Exercise aim :: Please copy the material again, starting at the line containing "white canopy in this photo on that basis." and ending with the last line of the material, and offset every coordinate in the answers by adding 91 to it.

-------- Available data --------

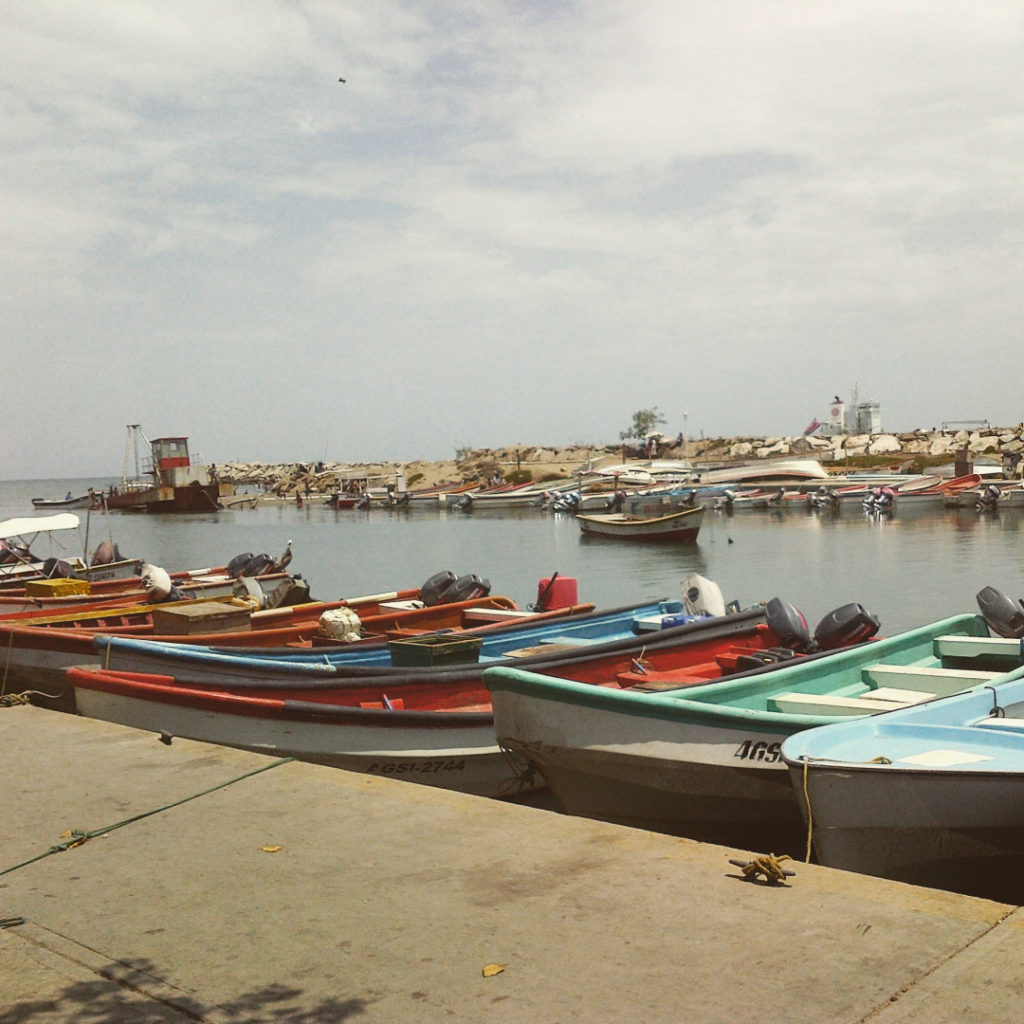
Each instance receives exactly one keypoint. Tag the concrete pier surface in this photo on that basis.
(286, 892)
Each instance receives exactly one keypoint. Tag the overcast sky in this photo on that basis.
(513, 222)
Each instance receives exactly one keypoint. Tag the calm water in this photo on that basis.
(907, 569)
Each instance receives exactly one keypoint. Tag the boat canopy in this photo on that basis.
(38, 524)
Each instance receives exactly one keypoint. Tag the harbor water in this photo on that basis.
(907, 568)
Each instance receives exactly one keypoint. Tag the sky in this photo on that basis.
(512, 223)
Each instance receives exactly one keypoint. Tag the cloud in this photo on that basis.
(512, 222)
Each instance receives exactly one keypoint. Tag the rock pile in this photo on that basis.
(553, 463)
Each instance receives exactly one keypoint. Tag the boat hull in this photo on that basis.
(460, 755)
(682, 526)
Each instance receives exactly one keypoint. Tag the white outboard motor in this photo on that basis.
(701, 597)
(1004, 615)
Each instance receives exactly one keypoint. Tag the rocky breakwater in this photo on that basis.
(916, 451)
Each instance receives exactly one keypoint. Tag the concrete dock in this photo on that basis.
(226, 887)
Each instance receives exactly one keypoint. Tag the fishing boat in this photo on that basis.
(37, 649)
(426, 726)
(70, 502)
(705, 761)
(682, 525)
(930, 794)
(168, 482)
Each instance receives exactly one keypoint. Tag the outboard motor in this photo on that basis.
(433, 589)
(788, 625)
(616, 502)
(105, 553)
(1004, 615)
(466, 588)
(237, 565)
(847, 625)
(56, 568)
(988, 500)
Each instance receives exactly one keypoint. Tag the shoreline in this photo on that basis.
(551, 464)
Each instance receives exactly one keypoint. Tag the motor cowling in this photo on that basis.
(433, 589)
(787, 625)
(466, 588)
(849, 624)
(1004, 615)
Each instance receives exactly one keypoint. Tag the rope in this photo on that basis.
(76, 837)
(6, 663)
(810, 817)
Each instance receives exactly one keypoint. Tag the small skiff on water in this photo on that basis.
(683, 525)
(425, 725)
(932, 795)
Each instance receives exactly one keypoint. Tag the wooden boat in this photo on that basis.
(683, 525)
(932, 794)
(426, 726)
(80, 502)
(37, 650)
(705, 761)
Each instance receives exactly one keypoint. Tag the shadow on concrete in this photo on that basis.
(132, 999)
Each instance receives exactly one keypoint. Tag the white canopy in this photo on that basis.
(38, 524)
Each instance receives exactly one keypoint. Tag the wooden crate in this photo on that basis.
(208, 616)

--------

Right answer ::
Each instance receives exactly one keypoint. Tag the white canopy in this photo on that basis.
(129, 615)
Each instance receives exactly one keypoint. Tag the wooden crate in this photo on that basis.
(299, 707)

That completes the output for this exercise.